* Task brief
The required output is the line that contains "of the farmland" plus every line after it in the listing below, copied exactly as it appears.

* Records from a point labeling set
__________

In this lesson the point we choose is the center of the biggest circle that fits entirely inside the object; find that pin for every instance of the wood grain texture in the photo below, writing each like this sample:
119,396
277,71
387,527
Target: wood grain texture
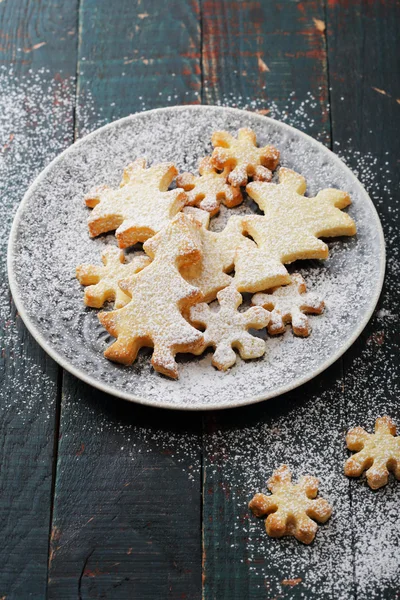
127,508
364,51
139,55
265,51
36,41
253,49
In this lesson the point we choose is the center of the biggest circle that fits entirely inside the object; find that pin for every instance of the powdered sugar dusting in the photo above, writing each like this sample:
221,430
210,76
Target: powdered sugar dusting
348,278
307,434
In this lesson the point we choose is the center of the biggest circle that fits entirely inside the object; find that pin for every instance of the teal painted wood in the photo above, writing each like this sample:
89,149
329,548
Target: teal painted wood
139,55
271,52
127,508
37,42
264,55
126,511
365,96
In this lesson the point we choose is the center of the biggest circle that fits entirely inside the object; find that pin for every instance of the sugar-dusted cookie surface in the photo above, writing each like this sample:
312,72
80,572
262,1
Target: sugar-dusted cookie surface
291,226
102,280
140,207
219,251
291,507
290,304
159,293
242,156
210,188
228,329
376,453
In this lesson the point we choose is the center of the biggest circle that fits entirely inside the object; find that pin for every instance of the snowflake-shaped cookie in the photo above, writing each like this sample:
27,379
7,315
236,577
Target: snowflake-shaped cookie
291,226
291,507
378,453
140,207
159,294
228,328
102,281
219,251
208,190
242,157
287,304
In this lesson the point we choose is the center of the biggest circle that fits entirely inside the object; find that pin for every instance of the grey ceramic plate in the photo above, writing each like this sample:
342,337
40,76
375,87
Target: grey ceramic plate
49,238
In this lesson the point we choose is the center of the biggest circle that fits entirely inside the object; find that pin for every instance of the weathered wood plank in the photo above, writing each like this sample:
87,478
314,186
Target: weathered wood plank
139,55
127,505
37,58
272,51
363,47
266,55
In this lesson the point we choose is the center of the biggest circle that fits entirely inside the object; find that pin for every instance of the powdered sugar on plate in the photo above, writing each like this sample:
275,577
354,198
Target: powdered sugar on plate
306,432
50,238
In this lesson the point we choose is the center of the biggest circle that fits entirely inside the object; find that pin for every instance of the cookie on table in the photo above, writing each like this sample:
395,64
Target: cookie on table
376,453
292,509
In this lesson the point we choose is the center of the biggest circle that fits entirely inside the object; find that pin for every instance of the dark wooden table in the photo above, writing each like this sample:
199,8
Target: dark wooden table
100,498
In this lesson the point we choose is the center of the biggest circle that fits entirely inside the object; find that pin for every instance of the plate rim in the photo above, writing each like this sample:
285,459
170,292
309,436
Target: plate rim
106,388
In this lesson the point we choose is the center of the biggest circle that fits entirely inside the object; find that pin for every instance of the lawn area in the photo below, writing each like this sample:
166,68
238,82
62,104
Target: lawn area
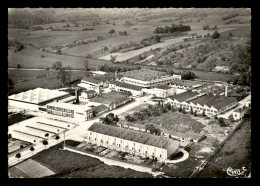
15,118
110,97
80,166
235,153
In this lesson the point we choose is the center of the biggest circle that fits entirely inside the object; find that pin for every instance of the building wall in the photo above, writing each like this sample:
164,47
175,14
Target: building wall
23,105
126,146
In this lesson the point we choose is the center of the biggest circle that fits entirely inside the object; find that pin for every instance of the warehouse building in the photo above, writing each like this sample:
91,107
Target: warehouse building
131,141
78,113
36,98
124,87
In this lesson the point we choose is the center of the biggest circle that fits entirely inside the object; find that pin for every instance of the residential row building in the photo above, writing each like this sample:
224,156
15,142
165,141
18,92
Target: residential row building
78,113
209,104
131,141
124,87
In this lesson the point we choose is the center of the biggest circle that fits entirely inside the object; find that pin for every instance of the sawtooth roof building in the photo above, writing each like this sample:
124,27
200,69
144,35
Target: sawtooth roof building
131,141
33,99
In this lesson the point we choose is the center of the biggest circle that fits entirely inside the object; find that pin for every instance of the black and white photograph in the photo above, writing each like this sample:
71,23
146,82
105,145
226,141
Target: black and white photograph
129,93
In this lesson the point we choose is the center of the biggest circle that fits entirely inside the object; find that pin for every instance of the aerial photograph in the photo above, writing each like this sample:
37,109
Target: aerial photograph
129,93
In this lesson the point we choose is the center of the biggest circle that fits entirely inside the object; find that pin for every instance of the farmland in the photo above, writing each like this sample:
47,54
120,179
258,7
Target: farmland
29,79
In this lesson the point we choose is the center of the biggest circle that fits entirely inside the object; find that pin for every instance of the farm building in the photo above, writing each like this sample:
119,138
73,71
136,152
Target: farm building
124,87
134,142
76,112
36,98
146,78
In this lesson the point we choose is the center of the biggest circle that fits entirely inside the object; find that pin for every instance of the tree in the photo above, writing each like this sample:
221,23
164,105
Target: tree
113,58
18,156
157,38
64,75
32,149
45,142
215,35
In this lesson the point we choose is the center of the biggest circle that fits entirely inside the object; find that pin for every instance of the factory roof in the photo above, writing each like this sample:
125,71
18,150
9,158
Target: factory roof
38,95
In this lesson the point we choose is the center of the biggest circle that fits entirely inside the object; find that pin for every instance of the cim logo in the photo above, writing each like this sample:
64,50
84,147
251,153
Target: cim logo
237,172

__________

* The reply
In this lesson the point we choose is the center of the biggest circle that fits entirely inside the object; find that pin for every instance of the farmland in the photo above, writing each like this sample:
47,54
120,179
258,7
Target: farmland
29,79
In this lesson the point we choose is the center of the biggest circle that fits entirely inside the object; find that pin for every instance of the farm building in the photo above, writing each like this sample:
119,138
73,71
136,152
Target: farm building
124,87
134,142
76,112
36,98
146,78
In this lesson the point we choose is the center of the biggest circle that fits entirely inside the object; find that pin for every instance of the tree in the photo above, writing each like this sample:
221,23
164,105
Target: tree
113,58
18,156
157,38
64,75
32,149
45,142
215,35
In this lesson the point we choose is the center of the biggest circle that fits entirely inside the object; find that pin for every instance of the factory roof in the photo above, writing each like this sample:
125,71
18,150
9,158
Target: factory roof
38,95
In this lesson the point we choose is the center of the biggest circle that fits entirely inside the object; find that pin for every instance of the cim logo in the photo above, writing each like this sample:
64,50
84,147
251,153
Target: cim logo
237,172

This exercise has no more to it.